Every entry needs to be reproduced exactly.
## BEGIN RECORDS FOR THE TASK
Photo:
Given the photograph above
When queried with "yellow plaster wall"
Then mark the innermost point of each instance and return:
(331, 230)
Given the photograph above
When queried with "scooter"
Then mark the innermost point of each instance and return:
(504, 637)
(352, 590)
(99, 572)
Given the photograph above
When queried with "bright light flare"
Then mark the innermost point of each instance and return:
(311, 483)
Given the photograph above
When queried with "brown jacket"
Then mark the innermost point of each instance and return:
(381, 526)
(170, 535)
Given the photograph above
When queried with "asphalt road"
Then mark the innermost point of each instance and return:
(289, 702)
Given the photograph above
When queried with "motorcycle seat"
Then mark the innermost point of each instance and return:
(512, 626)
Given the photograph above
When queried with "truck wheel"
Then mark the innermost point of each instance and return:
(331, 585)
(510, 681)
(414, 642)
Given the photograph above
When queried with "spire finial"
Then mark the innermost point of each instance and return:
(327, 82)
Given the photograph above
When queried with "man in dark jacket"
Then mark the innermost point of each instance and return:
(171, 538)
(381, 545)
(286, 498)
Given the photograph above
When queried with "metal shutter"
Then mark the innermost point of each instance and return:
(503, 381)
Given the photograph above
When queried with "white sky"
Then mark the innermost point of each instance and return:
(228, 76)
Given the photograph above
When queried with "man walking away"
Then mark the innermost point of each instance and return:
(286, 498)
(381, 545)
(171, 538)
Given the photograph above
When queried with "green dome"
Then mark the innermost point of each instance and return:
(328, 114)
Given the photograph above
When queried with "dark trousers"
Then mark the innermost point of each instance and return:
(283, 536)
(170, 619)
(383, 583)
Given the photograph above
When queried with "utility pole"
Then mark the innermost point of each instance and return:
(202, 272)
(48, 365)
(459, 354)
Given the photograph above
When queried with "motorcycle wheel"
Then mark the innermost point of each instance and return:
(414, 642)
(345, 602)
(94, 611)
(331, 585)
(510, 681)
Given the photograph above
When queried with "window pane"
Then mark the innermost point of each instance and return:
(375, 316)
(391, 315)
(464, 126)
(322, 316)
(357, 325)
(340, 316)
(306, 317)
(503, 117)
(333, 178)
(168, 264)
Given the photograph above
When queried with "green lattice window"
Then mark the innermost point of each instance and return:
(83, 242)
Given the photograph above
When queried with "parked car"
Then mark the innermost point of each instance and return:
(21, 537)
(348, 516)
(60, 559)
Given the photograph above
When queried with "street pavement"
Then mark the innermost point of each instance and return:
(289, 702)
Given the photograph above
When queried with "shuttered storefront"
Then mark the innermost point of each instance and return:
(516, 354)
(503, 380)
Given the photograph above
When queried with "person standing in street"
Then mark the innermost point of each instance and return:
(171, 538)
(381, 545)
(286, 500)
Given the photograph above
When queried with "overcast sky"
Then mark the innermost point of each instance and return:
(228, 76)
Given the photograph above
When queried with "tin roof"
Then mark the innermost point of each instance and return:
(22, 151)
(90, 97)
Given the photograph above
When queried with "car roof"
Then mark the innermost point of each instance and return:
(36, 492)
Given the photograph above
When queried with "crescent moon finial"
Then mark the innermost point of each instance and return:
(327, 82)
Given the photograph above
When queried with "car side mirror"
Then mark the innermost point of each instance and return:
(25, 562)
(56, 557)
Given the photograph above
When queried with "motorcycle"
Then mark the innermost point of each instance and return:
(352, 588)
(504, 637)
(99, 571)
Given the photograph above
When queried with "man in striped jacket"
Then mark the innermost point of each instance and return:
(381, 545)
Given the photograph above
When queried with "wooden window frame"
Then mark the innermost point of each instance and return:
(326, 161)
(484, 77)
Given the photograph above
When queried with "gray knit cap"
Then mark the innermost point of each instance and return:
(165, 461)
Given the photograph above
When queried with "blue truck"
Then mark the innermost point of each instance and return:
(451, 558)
## END RECORDS FOR THE TASK
> SOLUTION FOR THIS PROBLEM:
Photo:
Given the photograph above
When queried with "yellow plaster wall"
Then mark the innermost point of each instance and return:
(331, 230)
Given the photograph above
When queried with "scooter"
Then mark the innermost point of each instance and return:
(504, 637)
(352, 590)
(99, 572)
Given the photograph above
When queried with "bright light flare"
Then mark the innermost point of each instance and return:
(311, 483)
Given the photograph above
When queried with "brown jacket"
Then mark the innermost point of each instance and return:
(381, 526)
(170, 535)
Given the photograph above
When queried with "asphalt road"
Then mark the innermost point of each instance and return:
(289, 702)
Given the photograph above
When queried with "motorcycle seat"
Then mark the innermost point of each instance and return:
(512, 626)
Given the photograph above
When queried with "truck wheel"
Then mark the innermost point of each instance and return:
(331, 585)
(510, 681)
(414, 642)
Given the photograph above
When queried with "spire finial"
Then mark the innermost point of each instance and return:
(327, 82)
Given the photograph above
When queried with "man in dark jacket"
Then mark the innermost point of each instance and return:
(171, 538)
(381, 545)
(286, 498)
Given the photograph above
When queried with "metal shutter"
Then mark the innermost point of each instance and return:
(503, 381)
Given the photograph above
When queried with "white sky"
Then mark the innermost point of each instance and return:
(228, 76)
Given the photograph above
When queried with "man walking away"
Then mark the innermost point of each instance and return:
(286, 498)
(381, 545)
(171, 538)
Given the photograph above
When queried with "green dome"
Then mark the innermost point of each instance and return:
(328, 114)
Given the photograph above
When queried with "dark trousers"
Then mark the innermost point of each instance and return:
(283, 536)
(170, 619)
(383, 583)
Given the photograph above
When queried with "utility pole"
Then mark the innermost point of each instance and return:
(202, 272)
(48, 365)
(459, 354)
Given the photograph above
When queried with "motorcycle wheel"
Then mark the innermost point of each instance and return:
(414, 642)
(345, 602)
(94, 611)
(331, 585)
(510, 681)
Given the photograph above
When queried with "window pane"
Then mark the innermost point of each instance and return:
(375, 316)
(391, 315)
(464, 126)
(322, 316)
(357, 325)
(340, 316)
(306, 317)
(503, 117)
(333, 178)
(168, 264)
Given the photograph above
When queried with "green lattice window"
Then mark the innermost point of each instance and return:
(83, 242)
Given the photograph above
When queried with "parked car"
Then mark the innermost point of each instance and return:
(21, 537)
(348, 516)
(60, 559)
Given the photograph above
When queried with "street pavement"
Then mark the innermost point of each instance and return:
(289, 702)
Given the photograph above
When queried with "shuttered storefront"
Then mark the innermost point of each instance and return:
(516, 354)
(503, 380)
Given the photograph above
When queried with "person standing in street"
Then mark the innermost point of each instance and return:
(171, 538)
(381, 545)
(286, 500)
Given the photograph above
When queried with "overcast sky"
Then mark the innermost point of each instance and return:
(228, 76)
Given the photograph above
When queried with "tin roof"
Then mark the innermost point of each instance and return:
(22, 151)
(90, 97)
Given the photograph above
When queried with "car roof"
Then mark the innermost point of each instance and return:
(36, 492)
Given the photograph above
When queried with "crescent moon finial"
Then mark the innermost point of each instance and return:
(327, 82)
Given the photograph above
When queried with "car side mirror"
Then mark the innermost point of each instance and return:
(25, 562)
(56, 557)
Given the photograph above
When queried with "motorcycle"
Then mark the innermost point of each instance and return:
(352, 588)
(504, 637)
(99, 571)
Given the photograph above
When queried with "man in striped jacket"
Then mark the innermost point of each instance and return:
(381, 545)
Given the photograph above
When queried with "wooden window frame"
Then mark the innermost point of each instance and return:
(326, 161)
(484, 77)
Given the photograph above
When queried with "gray knit cap"
Then mark the innermost point of each instance and return:
(165, 461)
Given the photograph above
When queried with "blue truck"
Then mark the innermost point of each instance and return:
(451, 558)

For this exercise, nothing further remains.